Stored data entries:
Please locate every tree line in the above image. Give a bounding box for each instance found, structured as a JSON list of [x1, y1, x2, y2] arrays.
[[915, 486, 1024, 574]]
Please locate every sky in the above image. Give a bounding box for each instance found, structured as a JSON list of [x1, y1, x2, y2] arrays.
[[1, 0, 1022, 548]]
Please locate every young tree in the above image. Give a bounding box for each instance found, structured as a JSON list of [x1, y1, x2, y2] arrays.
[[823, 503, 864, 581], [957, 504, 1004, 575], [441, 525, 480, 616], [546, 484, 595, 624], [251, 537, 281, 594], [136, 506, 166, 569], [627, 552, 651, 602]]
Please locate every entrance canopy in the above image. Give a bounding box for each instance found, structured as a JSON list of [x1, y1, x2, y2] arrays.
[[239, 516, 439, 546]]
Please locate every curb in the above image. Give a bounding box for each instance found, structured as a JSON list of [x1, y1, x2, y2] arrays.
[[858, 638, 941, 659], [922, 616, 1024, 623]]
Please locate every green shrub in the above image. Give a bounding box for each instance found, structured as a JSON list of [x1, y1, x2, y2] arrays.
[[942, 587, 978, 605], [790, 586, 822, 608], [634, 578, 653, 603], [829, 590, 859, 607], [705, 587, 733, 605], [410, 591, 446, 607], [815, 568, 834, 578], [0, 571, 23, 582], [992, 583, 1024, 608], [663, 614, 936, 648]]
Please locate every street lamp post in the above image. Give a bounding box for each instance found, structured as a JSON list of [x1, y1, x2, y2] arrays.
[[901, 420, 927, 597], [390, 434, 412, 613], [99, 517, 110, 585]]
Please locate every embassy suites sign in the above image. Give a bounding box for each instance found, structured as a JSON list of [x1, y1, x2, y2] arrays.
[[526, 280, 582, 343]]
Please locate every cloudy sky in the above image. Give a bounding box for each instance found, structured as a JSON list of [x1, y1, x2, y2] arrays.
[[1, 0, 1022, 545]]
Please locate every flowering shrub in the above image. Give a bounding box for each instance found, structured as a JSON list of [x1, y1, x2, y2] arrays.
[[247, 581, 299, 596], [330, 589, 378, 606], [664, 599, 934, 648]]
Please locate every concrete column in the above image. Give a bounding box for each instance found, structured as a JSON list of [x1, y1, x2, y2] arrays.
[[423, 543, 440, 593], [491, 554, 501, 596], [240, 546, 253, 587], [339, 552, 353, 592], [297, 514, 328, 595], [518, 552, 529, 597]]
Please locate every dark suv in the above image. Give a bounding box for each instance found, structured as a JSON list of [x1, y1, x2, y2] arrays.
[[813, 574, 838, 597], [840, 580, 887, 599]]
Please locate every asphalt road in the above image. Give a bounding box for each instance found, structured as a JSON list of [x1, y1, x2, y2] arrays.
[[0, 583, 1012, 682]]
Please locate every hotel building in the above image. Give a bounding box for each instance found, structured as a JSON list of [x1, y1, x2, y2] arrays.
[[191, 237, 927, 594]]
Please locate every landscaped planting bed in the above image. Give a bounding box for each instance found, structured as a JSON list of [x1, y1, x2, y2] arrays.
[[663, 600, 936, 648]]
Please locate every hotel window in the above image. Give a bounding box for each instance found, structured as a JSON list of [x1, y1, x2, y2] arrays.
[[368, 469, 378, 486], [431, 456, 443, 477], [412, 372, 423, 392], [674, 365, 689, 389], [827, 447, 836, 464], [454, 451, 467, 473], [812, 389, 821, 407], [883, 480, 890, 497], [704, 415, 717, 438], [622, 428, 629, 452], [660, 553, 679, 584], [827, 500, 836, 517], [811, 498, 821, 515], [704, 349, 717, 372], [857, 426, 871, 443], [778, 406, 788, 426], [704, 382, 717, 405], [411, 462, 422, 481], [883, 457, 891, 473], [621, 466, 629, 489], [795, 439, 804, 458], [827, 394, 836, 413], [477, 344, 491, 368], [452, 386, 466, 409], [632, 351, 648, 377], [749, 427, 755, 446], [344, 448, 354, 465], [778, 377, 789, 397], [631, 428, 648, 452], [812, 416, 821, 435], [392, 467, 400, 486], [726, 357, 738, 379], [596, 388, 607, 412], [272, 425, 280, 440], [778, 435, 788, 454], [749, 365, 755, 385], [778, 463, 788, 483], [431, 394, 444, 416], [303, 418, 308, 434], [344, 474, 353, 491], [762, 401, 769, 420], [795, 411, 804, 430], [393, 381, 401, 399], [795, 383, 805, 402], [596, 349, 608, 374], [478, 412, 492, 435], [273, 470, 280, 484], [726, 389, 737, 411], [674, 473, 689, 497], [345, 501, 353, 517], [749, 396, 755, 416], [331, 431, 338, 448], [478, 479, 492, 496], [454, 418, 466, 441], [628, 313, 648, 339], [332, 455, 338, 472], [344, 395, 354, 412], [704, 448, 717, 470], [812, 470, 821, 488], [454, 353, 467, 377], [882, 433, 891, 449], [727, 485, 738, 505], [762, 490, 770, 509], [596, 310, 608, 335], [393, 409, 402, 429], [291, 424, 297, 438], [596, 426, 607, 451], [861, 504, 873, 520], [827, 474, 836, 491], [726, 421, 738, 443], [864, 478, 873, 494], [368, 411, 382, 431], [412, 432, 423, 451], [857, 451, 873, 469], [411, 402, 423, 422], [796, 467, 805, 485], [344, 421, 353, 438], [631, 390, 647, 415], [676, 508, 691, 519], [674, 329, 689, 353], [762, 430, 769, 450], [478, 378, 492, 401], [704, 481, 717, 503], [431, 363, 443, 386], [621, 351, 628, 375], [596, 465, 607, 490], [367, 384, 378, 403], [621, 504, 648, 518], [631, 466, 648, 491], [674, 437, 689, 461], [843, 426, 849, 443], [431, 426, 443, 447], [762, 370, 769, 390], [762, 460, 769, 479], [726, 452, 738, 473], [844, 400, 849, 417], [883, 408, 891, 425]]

• **TASK PROMPT**
Restating every entry above word for word is the whole task.

• **YOUR RESPONSE**
Please locate every tree line in the above image. Give a bounding box for each instance found, structured as a JSON list of [x1, y1, x2, y2] arrays.
[[915, 486, 1024, 574]]
Please locate every sky in the above image. Give a bounding box for each instance found, structured as a JSON list of [x1, y1, x2, y2] arrays.
[[1, 0, 1022, 548]]
Please locate every young tree in the above image. Give a bounding box for each instance found, structured as a JSON list of [x1, y1, x2, y2] arrays.
[[823, 503, 864, 581], [957, 504, 1004, 575], [441, 525, 480, 616], [546, 484, 595, 624], [251, 537, 281, 594], [136, 506, 166, 569], [627, 552, 651, 602]]
Please locate every entrance canopy in the above image. Give a bounding box for each instance found, structured as a JSON list of [x1, y1, x2, y2] arrays.
[[239, 516, 439, 546]]
Please locate every curb in the above image. Give a bounding box for each instance found, structured as a JSON list of [x1, y1, x2, y2] arrays.
[[858, 638, 941, 659], [922, 616, 1024, 623]]
Please locate every green shrub in the above image. Give a bounding box for each instance found, structured as a JSON list of [x1, y1, x2, y2] arrays.
[[942, 587, 978, 605], [790, 586, 822, 608], [634, 578, 653, 603], [829, 590, 859, 607], [705, 587, 733, 605], [410, 591, 446, 607], [815, 568, 834, 578], [0, 571, 23, 582], [992, 583, 1024, 608], [663, 614, 936, 648]]
Please locate every street lamp post in the above image. Give a bounding box for each instance found, structured as a JSON list of [x1, y1, x2, y2] arrays.
[[901, 420, 927, 597], [390, 434, 412, 613], [99, 517, 110, 585]]
Please locate every embassy suites sign in the above image. Give a bounding box for each instance found, structured as a JSON list of [x1, y1, x2, y2] arrays.
[[526, 280, 582, 343]]
Please locate every cloudy sky in the above image. Give a bounding box for each instance found, structured as a JSON list of [x1, y1, x2, y2] arrays.
[[1, 0, 1022, 545]]
Please locate every flowering shrub in the above image. Give a bounding box for each instance found, structured as a JSON list of [x1, y1, x2, y2] arrays.
[[247, 581, 299, 596], [330, 589, 378, 606], [664, 599, 934, 648]]
Please locate every concrete column in the above image. Give a bounding box for each instance found, structured as a JSON list of [x1, y1, x2, y2] arrays.
[[423, 543, 440, 593], [491, 554, 501, 596], [240, 546, 253, 587], [339, 552, 353, 592], [297, 514, 328, 595], [518, 552, 529, 597]]
Please locate every dark suv in the above image. Give a bounding box for each instance found, structured as a JSON list of [x1, y1, x2, y2] arrays.
[[813, 574, 838, 597], [840, 580, 887, 599]]
Please locate every asphalt road in the above image. Give a bounding box for each instance found, structured as a JSON list of [x1, y1, x2, y2] arrays.
[[0, 583, 1012, 682]]
Please locate every hotel building in the above image. Give a bounding box for each instance found, structured as a JSON list of [x1, y1, x2, y2] arrays.
[[191, 237, 927, 594]]
Please locate every landscaped planting bed in the above image. Give a bounding box for each instance found, structured as a JSON list of [x1, y1, x2, y2] arrays.
[[663, 600, 936, 648]]
Please locate every hotel window in the above image. Give a bounding box for each instance found, structured as a JSON list of [x1, y1, x2, y2] arrays.
[[368, 469, 378, 486], [431, 456, 443, 477], [412, 372, 423, 392], [674, 365, 689, 389], [827, 447, 836, 464], [454, 451, 467, 473], [812, 389, 821, 407], [883, 480, 890, 497], [704, 415, 717, 438], [622, 428, 629, 452], [660, 553, 679, 584], [827, 500, 836, 517], [811, 498, 821, 515], [704, 349, 717, 372], [857, 426, 871, 443], [778, 406, 788, 426], [704, 382, 717, 405], [411, 462, 422, 481], [883, 457, 891, 473], [621, 466, 629, 489], [795, 439, 804, 458], [827, 394, 836, 413], [477, 344, 491, 368], [452, 386, 466, 409], [632, 351, 648, 377], [749, 427, 755, 446], [344, 448, 354, 465], [778, 377, 789, 397], [631, 428, 648, 452], [812, 416, 821, 435], [392, 467, 400, 486], [726, 357, 738, 379], [596, 388, 607, 412], [272, 425, 280, 440], [778, 435, 788, 454], [749, 365, 755, 385], [778, 463, 788, 483], [431, 394, 444, 416], [303, 418, 308, 434], [344, 474, 353, 491], [762, 401, 769, 420], [795, 411, 804, 430], [393, 381, 401, 399], [795, 383, 805, 402], [596, 349, 608, 374], [478, 412, 492, 435], [273, 470, 280, 484], [726, 389, 737, 411], [674, 473, 689, 497], [345, 501, 353, 517], [749, 396, 755, 416], [331, 431, 338, 448], [478, 479, 492, 496], [454, 418, 466, 441], [628, 313, 648, 339], [332, 455, 338, 472], [344, 395, 354, 412], [704, 448, 717, 470], [812, 470, 821, 488], [454, 353, 467, 377], [882, 433, 891, 449], [727, 485, 738, 505], [762, 490, 770, 509], [596, 310, 608, 335], [393, 409, 402, 429], [291, 424, 297, 438], [596, 426, 607, 451], [861, 504, 873, 520], [827, 474, 836, 491], [726, 421, 738, 443], [864, 478, 873, 494], [368, 411, 382, 431], [412, 432, 423, 451], [857, 451, 873, 469], [411, 402, 423, 422], [796, 467, 805, 485], [344, 421, 353, 438], [631, 390, 647, 415], [676, 508, 691, 519], [674, 329, 689, 353], [762, 430, 769, 450], [478, 378, 492, 401], [704, 481, 717, 503], [431, 363, 443, 386], [621, 351, 628, 375], [596, 465, 607, 490], [367, 384, 378, 403], [621, 504, 648, 518], [631, 466, 648, 491], [674, 437, 689, 461], [843, 426, 849, 443], [431, 426, 443, 447], [762, 370, 769, 390], [762, 460, 769, 479], [726, 452, 738, 473], [844, 400, 849, 417], [883, 408, 891, 425]]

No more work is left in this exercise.